======== GIVEN DATA ========
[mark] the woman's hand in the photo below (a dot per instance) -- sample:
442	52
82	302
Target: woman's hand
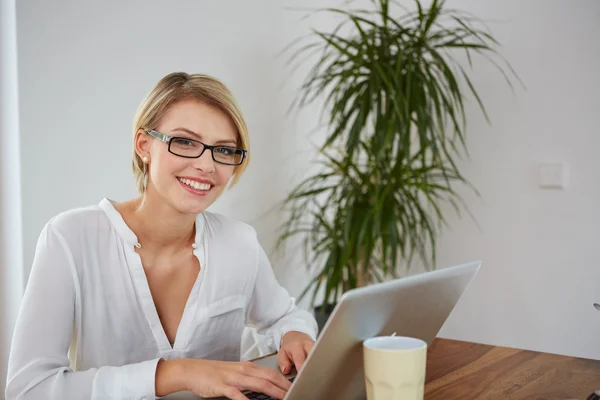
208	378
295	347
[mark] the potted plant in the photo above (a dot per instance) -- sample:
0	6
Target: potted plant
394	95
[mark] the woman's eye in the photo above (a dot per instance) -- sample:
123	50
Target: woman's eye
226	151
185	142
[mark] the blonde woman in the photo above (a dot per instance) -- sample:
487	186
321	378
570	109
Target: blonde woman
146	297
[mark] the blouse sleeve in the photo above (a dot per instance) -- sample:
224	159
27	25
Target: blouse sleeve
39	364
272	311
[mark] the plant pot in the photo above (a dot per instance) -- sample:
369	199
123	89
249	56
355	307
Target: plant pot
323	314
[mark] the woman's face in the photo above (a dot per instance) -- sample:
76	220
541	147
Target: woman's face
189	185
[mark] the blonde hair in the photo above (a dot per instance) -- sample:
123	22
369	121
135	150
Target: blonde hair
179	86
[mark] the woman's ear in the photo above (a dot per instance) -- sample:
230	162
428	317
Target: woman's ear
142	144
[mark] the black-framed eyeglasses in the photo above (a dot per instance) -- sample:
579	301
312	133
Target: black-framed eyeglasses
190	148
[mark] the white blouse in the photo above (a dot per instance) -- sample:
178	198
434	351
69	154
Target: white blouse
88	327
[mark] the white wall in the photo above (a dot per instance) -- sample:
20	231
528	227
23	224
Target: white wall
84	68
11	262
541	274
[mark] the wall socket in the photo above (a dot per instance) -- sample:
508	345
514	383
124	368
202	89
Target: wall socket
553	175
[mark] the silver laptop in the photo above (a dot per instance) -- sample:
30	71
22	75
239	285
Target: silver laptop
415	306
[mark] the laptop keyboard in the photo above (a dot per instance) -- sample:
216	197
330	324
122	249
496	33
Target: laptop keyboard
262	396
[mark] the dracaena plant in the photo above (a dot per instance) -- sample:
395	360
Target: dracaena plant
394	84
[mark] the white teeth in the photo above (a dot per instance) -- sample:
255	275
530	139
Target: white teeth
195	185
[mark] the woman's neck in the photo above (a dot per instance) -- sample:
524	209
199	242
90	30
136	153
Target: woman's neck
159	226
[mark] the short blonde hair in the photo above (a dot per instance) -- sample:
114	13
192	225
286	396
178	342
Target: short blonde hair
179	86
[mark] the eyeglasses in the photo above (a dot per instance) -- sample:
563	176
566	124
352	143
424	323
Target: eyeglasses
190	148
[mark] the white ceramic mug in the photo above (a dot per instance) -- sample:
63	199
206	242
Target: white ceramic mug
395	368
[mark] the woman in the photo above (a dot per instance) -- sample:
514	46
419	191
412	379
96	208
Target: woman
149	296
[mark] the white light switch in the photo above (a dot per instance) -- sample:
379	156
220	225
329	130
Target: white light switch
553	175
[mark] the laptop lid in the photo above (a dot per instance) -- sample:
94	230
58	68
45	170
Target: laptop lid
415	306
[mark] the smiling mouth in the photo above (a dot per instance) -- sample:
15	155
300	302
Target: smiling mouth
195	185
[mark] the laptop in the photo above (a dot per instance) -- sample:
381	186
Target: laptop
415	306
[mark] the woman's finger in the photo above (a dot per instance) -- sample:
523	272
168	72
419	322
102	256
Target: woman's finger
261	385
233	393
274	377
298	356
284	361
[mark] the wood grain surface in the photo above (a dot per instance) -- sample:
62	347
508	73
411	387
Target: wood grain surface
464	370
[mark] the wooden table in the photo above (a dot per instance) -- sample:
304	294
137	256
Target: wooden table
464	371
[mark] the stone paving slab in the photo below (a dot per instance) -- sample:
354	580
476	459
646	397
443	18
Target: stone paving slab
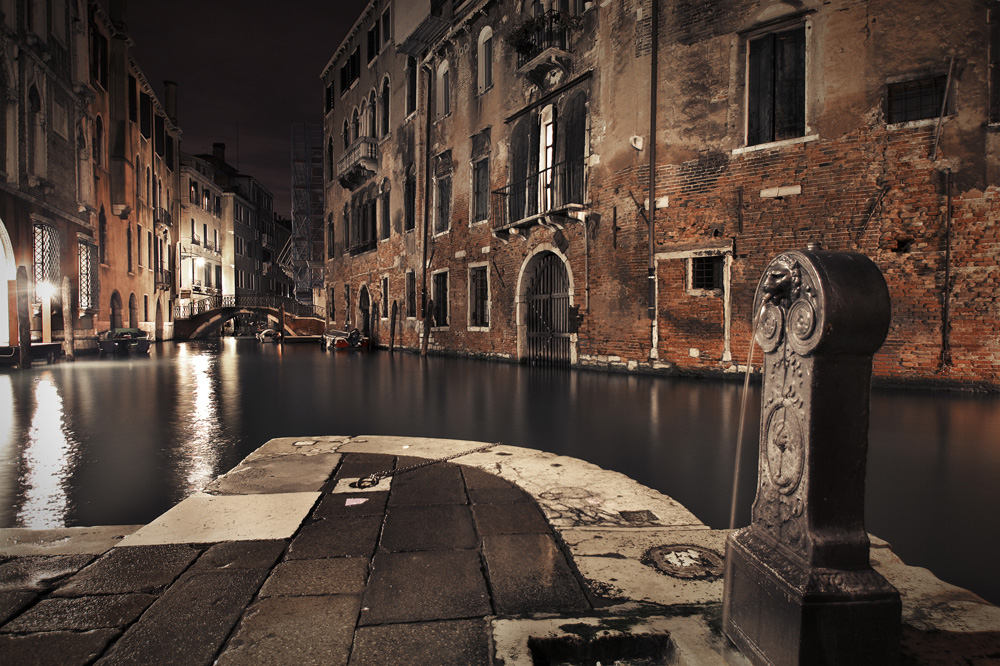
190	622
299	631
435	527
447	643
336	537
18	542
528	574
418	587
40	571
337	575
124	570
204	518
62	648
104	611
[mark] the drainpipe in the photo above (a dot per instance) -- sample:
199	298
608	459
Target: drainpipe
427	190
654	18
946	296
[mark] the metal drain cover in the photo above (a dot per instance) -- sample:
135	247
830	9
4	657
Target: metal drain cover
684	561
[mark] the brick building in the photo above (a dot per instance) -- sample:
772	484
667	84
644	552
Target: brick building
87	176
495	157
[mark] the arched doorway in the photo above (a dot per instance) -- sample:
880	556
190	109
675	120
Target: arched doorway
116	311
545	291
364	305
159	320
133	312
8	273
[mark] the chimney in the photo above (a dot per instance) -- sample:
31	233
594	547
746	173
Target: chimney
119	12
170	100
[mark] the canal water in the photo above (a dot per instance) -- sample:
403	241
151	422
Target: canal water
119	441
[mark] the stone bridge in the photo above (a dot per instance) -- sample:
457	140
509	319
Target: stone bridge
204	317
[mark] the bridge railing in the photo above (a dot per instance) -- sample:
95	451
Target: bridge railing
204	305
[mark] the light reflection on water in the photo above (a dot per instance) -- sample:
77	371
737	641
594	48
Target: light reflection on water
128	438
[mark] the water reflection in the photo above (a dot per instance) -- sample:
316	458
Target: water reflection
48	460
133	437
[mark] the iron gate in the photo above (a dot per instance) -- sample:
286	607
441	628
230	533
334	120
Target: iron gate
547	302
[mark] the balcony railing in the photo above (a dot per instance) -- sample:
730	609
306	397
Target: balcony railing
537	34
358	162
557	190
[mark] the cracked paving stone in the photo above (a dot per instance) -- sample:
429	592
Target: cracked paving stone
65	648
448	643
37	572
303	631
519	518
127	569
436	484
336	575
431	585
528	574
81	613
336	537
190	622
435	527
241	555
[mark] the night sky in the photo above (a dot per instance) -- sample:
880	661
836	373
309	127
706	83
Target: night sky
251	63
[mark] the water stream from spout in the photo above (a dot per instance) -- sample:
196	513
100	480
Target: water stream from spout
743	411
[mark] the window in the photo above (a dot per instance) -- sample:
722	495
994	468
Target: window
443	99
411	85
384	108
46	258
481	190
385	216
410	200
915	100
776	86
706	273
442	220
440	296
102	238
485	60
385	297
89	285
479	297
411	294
========
WRITTEN EXERCISE — Copy the entries from the line containing "[mark] the water reflection" through the last line of the entries, switching "iron gate" to "metal gate" and leaving everything else unchanged.

ANSWER —
[mark] the water reflection in the photo above (a dot per instance) -- sample:
316	458
Target: water reflection
48	460
133	437
[mark] the metal gate in the photo above (a dot per instance) -- sample:
286	607
441	628
230	533
334	120
Target: metal gate
547	302
[mark] the balcony railing in the photo above (a dot per instance) -- sample:
730	609
306	397
Target: balcony railing
537	34
358	162
557	190
[mark] the cracked paving stone in the photo above (a dot per instance) -- sample:
429	592
Target: cracked paving stone
65	648
448	643
37	572
303	631
519	518
127	569
436	484
336	575
431	585
528	574
81	613
336	537
190	622
435	527
241	555
[mark] the night sky in the photo above (a dot per instance) -- sample:
880	661
836	373
309	127
706	83
Target: night sky
251	63
[mark] the water stream from spout in the photo above (a dot per instance) -- sample:
196	513
100	480
Target: water stream from spout
743	411
[mark] the window in the photo above (a dot per instance) -- sample:
722	495
994	468
Target: window
443	99
411	85
384	108
46	258
481	190
385	216
410	200
915	100
776	86
706	273
442	220
440	296
102	238
485	60
385	297
89	285
479	297
411	294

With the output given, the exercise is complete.